◆ **Task details**
How many lines in the rows below contain the string "white"? Reply with the number only.
━━━ Records for the task ━━━
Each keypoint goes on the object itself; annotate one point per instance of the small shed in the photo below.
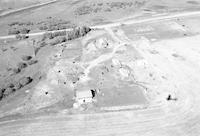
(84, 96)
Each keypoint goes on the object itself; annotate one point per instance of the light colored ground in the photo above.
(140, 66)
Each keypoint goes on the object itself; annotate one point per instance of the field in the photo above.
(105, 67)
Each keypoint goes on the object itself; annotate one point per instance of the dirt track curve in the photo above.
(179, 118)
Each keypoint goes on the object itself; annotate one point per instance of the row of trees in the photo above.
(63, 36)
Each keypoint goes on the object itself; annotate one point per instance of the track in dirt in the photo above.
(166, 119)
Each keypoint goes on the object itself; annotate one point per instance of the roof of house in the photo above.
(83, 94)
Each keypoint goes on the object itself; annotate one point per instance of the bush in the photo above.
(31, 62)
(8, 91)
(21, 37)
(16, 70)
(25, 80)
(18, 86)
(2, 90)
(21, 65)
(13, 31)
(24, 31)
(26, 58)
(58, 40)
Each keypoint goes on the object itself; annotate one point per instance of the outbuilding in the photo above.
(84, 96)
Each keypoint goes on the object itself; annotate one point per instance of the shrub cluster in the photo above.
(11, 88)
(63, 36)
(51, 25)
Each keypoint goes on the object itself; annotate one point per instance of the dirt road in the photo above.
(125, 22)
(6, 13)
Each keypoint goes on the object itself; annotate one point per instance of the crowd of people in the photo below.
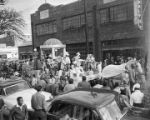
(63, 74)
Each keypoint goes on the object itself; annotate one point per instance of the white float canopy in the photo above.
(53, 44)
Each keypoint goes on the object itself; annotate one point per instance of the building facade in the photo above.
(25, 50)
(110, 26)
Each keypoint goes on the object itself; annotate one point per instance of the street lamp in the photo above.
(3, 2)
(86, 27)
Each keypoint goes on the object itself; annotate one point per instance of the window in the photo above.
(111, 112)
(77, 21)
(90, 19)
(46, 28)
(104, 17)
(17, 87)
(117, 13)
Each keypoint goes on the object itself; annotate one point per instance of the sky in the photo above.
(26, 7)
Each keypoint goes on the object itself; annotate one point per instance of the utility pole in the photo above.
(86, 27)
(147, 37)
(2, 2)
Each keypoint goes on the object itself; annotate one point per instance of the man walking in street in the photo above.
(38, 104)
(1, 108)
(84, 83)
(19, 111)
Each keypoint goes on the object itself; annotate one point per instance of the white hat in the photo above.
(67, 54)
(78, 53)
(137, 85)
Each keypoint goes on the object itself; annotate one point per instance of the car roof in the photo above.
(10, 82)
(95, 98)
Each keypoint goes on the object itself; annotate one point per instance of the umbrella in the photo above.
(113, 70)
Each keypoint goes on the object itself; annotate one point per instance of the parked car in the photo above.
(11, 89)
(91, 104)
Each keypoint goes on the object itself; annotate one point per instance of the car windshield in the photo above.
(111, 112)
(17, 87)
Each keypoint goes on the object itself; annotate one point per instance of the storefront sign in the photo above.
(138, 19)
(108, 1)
━━━
━━━ Records for the task ━━━
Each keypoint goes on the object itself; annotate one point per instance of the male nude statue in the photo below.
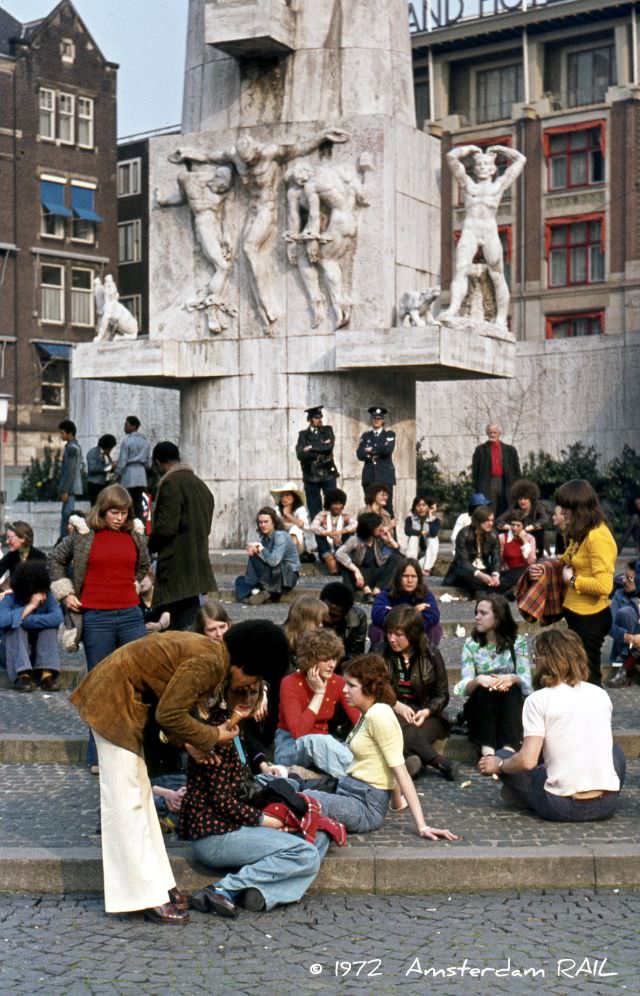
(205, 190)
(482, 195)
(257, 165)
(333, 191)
━━━
◆ **Expected answer**
2